GOAL ▸
Rewrite the material below with every instance of "paddle grip" changed to "paddle handle" and nothing else altered. Leave the pictures out.

RAW DATA ▸
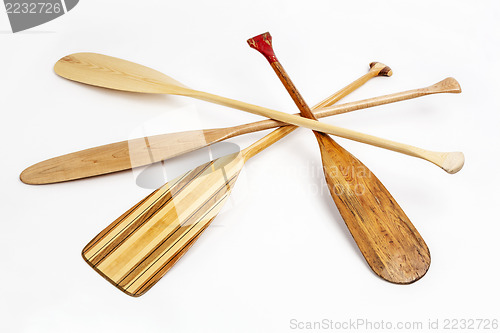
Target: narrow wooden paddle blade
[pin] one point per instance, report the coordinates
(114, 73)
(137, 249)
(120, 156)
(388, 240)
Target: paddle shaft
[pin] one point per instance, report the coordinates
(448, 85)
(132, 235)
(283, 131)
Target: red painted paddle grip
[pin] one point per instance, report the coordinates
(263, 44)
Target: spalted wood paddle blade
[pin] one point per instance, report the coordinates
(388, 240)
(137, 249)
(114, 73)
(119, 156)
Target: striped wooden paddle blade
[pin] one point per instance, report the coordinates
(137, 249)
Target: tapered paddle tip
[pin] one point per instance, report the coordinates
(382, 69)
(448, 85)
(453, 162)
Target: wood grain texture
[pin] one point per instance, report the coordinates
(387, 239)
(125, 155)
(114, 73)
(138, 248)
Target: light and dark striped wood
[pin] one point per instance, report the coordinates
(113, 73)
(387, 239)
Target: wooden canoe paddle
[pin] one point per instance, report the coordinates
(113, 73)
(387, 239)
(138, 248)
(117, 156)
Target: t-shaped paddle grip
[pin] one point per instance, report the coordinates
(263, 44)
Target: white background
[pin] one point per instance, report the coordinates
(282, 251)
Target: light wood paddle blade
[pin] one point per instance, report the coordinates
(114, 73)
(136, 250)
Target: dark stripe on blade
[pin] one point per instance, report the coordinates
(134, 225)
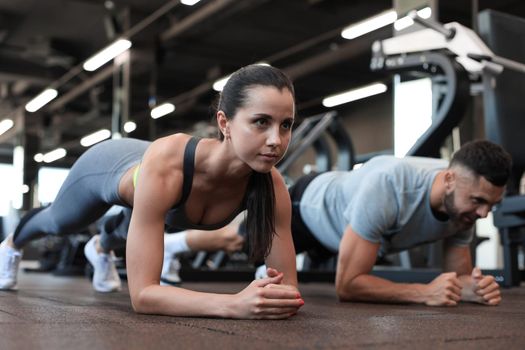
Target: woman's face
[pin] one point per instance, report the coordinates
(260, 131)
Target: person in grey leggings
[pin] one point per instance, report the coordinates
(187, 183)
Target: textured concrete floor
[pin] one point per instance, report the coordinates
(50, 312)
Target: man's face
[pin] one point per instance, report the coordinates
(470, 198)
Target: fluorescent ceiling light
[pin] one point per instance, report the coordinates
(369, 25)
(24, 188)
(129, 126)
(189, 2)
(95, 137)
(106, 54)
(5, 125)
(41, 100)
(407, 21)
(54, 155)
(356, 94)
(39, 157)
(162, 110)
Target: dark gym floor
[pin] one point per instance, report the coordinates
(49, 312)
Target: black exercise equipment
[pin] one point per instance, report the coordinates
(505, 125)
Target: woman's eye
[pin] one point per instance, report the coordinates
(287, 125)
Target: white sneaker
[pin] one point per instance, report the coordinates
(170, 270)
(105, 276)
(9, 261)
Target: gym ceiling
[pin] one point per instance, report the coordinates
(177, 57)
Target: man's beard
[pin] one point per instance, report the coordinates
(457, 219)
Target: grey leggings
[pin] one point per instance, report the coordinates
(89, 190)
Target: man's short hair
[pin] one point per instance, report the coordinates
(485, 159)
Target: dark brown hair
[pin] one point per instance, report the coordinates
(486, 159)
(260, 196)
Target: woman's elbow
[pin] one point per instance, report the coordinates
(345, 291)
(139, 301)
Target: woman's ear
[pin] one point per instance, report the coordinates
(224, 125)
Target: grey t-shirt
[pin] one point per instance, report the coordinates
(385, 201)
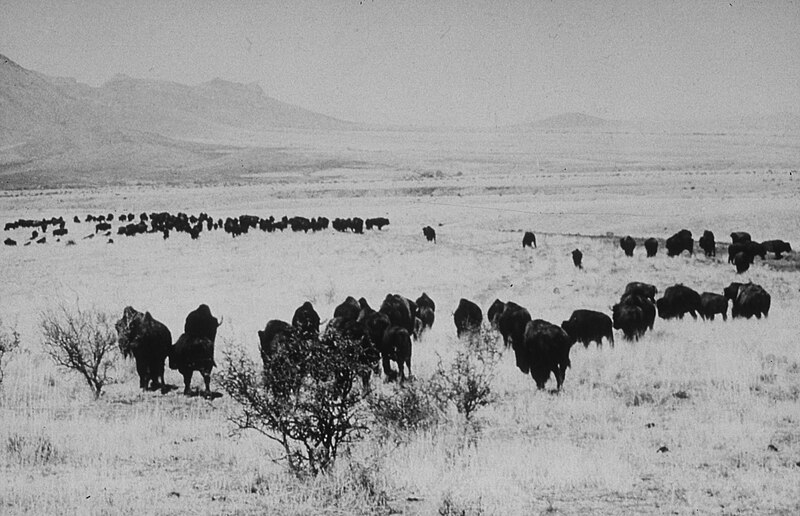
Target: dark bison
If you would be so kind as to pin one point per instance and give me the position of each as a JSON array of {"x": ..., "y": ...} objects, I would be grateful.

PROBLEM SOLUTION ▸
Target: narrow wooden paddle blade
[pin] one point per instance, report the coordinates
(114, 73)
(137, 249)
(120, 156)
(388, 240)
Target: paddle shaft
[pin] one point per instance, report the coordinates
(448, 85)
(132, 235)
(283, 131)
Target: red painted paddle handle
[pin] one point per instance, report the coordinates
(263, 44)
Target: spalted wood paddle blade
[pin] one point per instance, report the coordinates
(388, 240)
(137, 249)
(114, 73)
(119, 156)
Target: striped wooden paddle blade
[pin] one point per instance, report the coordinates
(137, 249)
Target: tapered paddle tip
[pin] one point per instance, report the coordinates
(382, 69)
(448, 85)
(453, 162)
Target: wood grain texture
[pin] one point per instance, report the coordinates
(387, 239)
(125, 155)
(114, 73)
(138, 248)
Target: light and dark striped wood
[pin] one point per instance, report the coordinates
(113, 73)
(387, 239)
Target: wooden canoe paddle
[pin] one point per instance, report the coordinates
(113, 73)
(387, 239)
(138, 248)
(117, 156)
Target: t-shaped paddle handle
[pin] one point per instance, report the coordinates
(263, 44)
Target: white background
[pin] one point per instance, report the coordinates
(282, 251)
Target: light wood paddle blade
[pin] one point per instance, report the coordinates
(114, 73)
(136, 250)
Target: dark stripe on blade
[pin] one point per instance, report the coordinates
(134, 225)
Target: woman's face
[pin] one point per instance, report the coordinates
(260, 131)
Target: person in grey leggings
[pin] one point per instance, report the coordinates
(187, 183)
Target: textured concrete floor
[pin] one point per instance, report the coordinates
(50, 312)
Target: man's face
[pin] one point per instance, report the coordinates
(470, 198)
Target: fluorescent ceiling light
[pin] one point per instance, report the coordinates
(369, 25)
(24, 188)
(129, 126)
(189, 2)
(95, 137)
(106, 54)
(5, 125)
(41, 100)
(407, 21)
(54, 155)
(356, 94)
(39, 157)
(162, 110)
Target: dark gym floor
[pin] one point per instance, report the coordinates
(49, 312)
Target: black exercise equipment
[pin] one point per instance, report the coordinates
(505, 125)
Target: woman's eye
[pin] one point per instance, report the coordinates
(287, 125)
Target: white sneaker
[pin] one point per instance, report the coordinates
(170, 270)
(105, 276)
(9, 261)
Target: gym ceiling
[pin] one point per instance, report the coordinates
(177, 57)
Target: man's beard
[pin] one point per instance, report the coordinates
(457, 219)
Target: grey leggings
[pin] one point per instance, report the coordinates
(89, 190)
Target: man's short hair
[pin] one point per instance, report the coordinates
(485, 159)
Target: dark brown hair
[pin] one point per instance, report the coordinates
(486, 159)
(260, 196)
Target: woman's elbow
[pin] one point per instance, report the coordinates
(345, 291)
(139, 301)
Target: woman's ear
[pin] one point per instance, report the coordinates
(224, 125)
Target: grey t-shirt
[pin] one point per instance, report the coordinates
(385, 201)
Target: dark bison
If you would be so kind as to pin one point per instance and give me the position of each as a JSON array of {"x": ..., "y": ...} objects, I would be grateful.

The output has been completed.